Below is a listing. Set down exactly the lines from the one containing "point(66, 55)" through the one containing "of the distant", both ends included, and leave out the rest.
Content starts
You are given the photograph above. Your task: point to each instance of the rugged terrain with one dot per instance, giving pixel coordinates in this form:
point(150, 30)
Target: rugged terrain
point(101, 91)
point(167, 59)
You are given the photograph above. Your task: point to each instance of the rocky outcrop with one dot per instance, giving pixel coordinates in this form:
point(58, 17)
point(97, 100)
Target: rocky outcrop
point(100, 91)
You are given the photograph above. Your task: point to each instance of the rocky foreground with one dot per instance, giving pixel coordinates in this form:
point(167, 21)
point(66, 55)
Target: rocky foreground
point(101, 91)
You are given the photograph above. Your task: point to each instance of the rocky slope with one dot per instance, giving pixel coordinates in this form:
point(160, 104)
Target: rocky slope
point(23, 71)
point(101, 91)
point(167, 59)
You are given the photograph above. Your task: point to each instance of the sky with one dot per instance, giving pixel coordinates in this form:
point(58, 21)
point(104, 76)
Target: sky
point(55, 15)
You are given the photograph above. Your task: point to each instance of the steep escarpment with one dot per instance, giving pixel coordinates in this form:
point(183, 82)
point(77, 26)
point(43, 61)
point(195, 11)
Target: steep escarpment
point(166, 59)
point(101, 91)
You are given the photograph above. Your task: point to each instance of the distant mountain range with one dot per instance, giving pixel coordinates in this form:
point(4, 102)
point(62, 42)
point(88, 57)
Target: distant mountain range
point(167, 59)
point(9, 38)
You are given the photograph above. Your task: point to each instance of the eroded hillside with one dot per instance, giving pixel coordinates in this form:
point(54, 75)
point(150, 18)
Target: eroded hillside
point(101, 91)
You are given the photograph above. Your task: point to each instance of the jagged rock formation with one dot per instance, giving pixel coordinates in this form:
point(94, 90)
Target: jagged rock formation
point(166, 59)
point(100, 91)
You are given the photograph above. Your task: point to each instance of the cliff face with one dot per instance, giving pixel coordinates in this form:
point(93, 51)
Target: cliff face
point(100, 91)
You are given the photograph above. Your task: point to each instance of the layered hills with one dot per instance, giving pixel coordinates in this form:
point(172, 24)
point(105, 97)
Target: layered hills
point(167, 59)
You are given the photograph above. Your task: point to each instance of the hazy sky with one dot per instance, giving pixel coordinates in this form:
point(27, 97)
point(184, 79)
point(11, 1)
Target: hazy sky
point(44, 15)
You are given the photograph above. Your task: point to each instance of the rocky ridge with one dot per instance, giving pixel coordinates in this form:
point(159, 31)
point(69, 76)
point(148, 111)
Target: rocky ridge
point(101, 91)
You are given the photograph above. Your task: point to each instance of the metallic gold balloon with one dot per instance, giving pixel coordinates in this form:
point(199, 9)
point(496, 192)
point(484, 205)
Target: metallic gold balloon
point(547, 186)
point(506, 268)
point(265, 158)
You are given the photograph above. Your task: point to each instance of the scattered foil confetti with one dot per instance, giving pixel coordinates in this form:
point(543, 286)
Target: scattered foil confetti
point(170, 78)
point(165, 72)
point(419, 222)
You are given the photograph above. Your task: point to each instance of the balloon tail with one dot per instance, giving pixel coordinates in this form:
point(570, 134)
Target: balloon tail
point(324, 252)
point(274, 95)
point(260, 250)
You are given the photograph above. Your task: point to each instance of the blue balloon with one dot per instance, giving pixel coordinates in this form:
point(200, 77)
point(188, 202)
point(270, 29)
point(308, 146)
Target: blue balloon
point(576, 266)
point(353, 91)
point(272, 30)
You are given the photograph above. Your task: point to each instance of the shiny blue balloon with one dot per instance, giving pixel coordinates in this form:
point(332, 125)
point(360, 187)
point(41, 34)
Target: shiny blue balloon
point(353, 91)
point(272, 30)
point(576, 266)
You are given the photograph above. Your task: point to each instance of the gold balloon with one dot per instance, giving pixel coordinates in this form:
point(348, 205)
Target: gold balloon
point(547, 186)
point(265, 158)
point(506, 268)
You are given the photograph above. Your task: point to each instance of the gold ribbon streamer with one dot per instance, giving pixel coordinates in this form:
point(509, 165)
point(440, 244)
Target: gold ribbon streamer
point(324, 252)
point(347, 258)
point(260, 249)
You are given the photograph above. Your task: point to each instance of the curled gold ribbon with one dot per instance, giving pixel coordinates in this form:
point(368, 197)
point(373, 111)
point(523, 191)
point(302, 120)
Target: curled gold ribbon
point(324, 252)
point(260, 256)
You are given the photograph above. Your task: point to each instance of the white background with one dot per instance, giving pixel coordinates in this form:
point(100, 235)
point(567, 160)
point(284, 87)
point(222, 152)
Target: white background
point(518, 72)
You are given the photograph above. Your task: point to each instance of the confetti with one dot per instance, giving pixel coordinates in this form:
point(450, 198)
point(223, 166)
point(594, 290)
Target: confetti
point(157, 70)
Content ends
**Worked solution**
point(66, 55)
Target: rocky foreground
point(101, 91)
You are given the photograph above. Your task: point to each instance of the rocky slope with one dot per instance, giving pixel coordinates in this form:
point(160, 104)
Target: rocky slope
point(23, 71)
point(101, 91)
point(167, 59)
You are given the photograph above. Your task: point to each instance of the sky with one dot per instance, giving pixel coordinates in this form:
point(58, 21)
point(104, 76)
Target: sky
point(55, 15)
You are given the photograph above. Your task: point to each instance of the steep escarpment with one dot per instance, giving pixel coordinates in this form:
point(183, 82)
point(77, 26)
point(43, 61)
point(195, 11)
Target: steep escarpment
point(166, 59)
point(101, 91)
You are given the photograph above. Your task: point to each instance of the distant mountain range with one dot per instance, giving pixel coordinates in this form:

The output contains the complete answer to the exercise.